··· Records for processing ···
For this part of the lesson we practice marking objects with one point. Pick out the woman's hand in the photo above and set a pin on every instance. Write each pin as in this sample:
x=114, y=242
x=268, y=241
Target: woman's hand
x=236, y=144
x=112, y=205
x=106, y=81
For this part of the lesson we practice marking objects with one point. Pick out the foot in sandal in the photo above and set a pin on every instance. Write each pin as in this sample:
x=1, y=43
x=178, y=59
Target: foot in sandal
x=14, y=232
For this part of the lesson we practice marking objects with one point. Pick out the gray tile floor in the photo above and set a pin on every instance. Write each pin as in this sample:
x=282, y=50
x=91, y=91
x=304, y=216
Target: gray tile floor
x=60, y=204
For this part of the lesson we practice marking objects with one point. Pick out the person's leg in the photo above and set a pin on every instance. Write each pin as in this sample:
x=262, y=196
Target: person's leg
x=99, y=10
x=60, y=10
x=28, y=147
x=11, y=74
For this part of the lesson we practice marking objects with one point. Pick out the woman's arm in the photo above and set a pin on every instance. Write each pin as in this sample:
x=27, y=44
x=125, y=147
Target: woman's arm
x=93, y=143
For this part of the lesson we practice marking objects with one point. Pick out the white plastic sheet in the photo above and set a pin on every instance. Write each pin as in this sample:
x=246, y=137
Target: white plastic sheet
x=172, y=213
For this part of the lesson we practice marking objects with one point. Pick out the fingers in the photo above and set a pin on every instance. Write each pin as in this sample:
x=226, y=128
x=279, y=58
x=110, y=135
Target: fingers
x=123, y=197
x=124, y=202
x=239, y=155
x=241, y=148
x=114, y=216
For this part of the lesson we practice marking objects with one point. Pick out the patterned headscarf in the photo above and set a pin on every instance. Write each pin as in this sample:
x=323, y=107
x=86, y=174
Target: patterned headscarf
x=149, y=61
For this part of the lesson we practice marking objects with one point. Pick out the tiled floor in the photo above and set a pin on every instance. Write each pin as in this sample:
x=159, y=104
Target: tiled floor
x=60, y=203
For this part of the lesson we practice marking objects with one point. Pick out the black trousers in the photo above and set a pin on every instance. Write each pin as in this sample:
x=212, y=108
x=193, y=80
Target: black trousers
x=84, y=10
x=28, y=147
···
_What is expected_
Each record must be duplicated exactly, with none missing.

_Your solution_
For this part of the lesson we practice marking objects with one point. Pick out the woman's hand in the photo above and set a pin on every instance. Write each pin as in this sample:
x=114, y=242
x=268, y=241
Target: woman's hand
x=236, y=144
x=112, y=205
x=106, y=81
For this part of the lesson we practice marking objects with one point. Pick out the foot in sandal in the photo above and set a pin on every instance. Write each pin as in this sample:
x=1, y=43
x=178, y=59
Target: foot in sandal
x=14, y=232
For this part of the lesson we practice marking objects with one point. Pick out the gray tile floor in the photo above and set a pin on every instance. Write each pin as in this sample:
x=282, y=50
x=91, y=91
x=304, y=216
Target: gray tile floor
x=60, y=204
For this part of the lesson we practice marking objects with one point. Pick out the person's leg in the photo above and set a pin on every instance. Write each pin as in this sample:
x=262, y=196
Target: person's leg
x=99, y=10
x=60, y=10
x=28, y=147
x=11, y=74
For this part of the lesson we practice marking objects with one point. Pick out the woman's arm in the photo above and set a pin on every instance. Write each pin as in this sample:
x=27, y=44
x=125, y=147
Target: woman's arm
x=93, y=143
For this part of the lesson we practice marking objects with one point. Pick out the white plastic sheet in the photo above and set a pin on every instance. Write each pin as in this sample:
x=246, y=137
Target: white plastic sheet
x=172, y=213
For this part of the lesson we practice marking objects with one point. Pick out the fingers in the photo above and set a pin on every instance. Write each pin as in this sample:
x=226, y=128
x=279, y=58
x=110, y=135
Target: fingers
x=123, y=197
x=124, y=202
x=239, y=155
x=241, y=148
x=114, y=216
For this part of the lesson we practice marking objects with one point. Pick out the patterned headscarf in the photo above and set a pin on every instance. Write each pin as in this sample:
x=323, y=107
x=86, y=174
Target: patterned headscarf
x=149, y=61
For this part of the lesson we practice marking objects with one point. Pick out the tiled floor in the photo above and set a pin on every instance. Write each pin as in this sample:
x=159, y=104
Target: tiled floor
x=60, y=203
For this part of the lesson we practice marking objects with one point. Pick out the black trousers in the photo above and set a pin on every instance. Write each pin as in this sample:
x=212, y=108
x=193, y=80
Target: black trousers
x=84, y=10
x=28, y=147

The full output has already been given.